[BEGIN PROVIDED INFORMATION]
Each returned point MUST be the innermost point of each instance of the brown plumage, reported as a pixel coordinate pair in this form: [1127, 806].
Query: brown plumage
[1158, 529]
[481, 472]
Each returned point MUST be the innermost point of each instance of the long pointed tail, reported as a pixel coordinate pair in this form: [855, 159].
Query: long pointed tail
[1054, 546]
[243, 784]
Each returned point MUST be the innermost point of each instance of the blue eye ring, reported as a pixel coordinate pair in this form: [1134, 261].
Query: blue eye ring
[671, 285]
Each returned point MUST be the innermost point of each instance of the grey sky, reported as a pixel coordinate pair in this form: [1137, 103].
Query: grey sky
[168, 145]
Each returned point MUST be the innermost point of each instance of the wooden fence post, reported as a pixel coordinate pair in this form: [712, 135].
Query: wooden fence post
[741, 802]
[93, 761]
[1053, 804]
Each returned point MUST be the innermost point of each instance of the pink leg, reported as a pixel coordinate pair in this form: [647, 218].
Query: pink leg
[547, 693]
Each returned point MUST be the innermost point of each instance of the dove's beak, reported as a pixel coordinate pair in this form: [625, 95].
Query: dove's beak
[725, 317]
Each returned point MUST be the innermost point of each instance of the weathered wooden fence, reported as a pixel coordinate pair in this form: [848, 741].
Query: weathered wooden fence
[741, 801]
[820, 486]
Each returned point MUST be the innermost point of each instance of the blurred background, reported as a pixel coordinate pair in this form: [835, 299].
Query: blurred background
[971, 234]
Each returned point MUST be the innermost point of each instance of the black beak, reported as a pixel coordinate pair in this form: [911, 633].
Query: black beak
[END PROVIDED INFORMATION]
(SHORT TASK):
Give the lines of the entries from the one containing "form: [1134, 261]." through the one containing "[1053, 804]" as a JSON list of strings, one string per line and no blank lines.

(RESULT):
[
  "Each returned point MUST be the innermost point of each instance of the blue eye ring, reported as a pixel coordinate pair in this form: [1134, 261].",
  "Query: blue eye ring",
  "[671, 285]",
  "Each returned point MUST be the innermost point of each instance of the grey sky, reported as a pixel coordinate pair in this form: [1137, 103].",
  "Query: grey sky",
  "[168, 145]",
  "Each returned point MUST be the innermost point of each instance of the wooden fence post, reported as a pixel coordinate pair in this form: [712, 135].",
  "Query: wooden fence post",
  "[741, 802]",
  "[93, 761]",
  "[1053, 804]"
]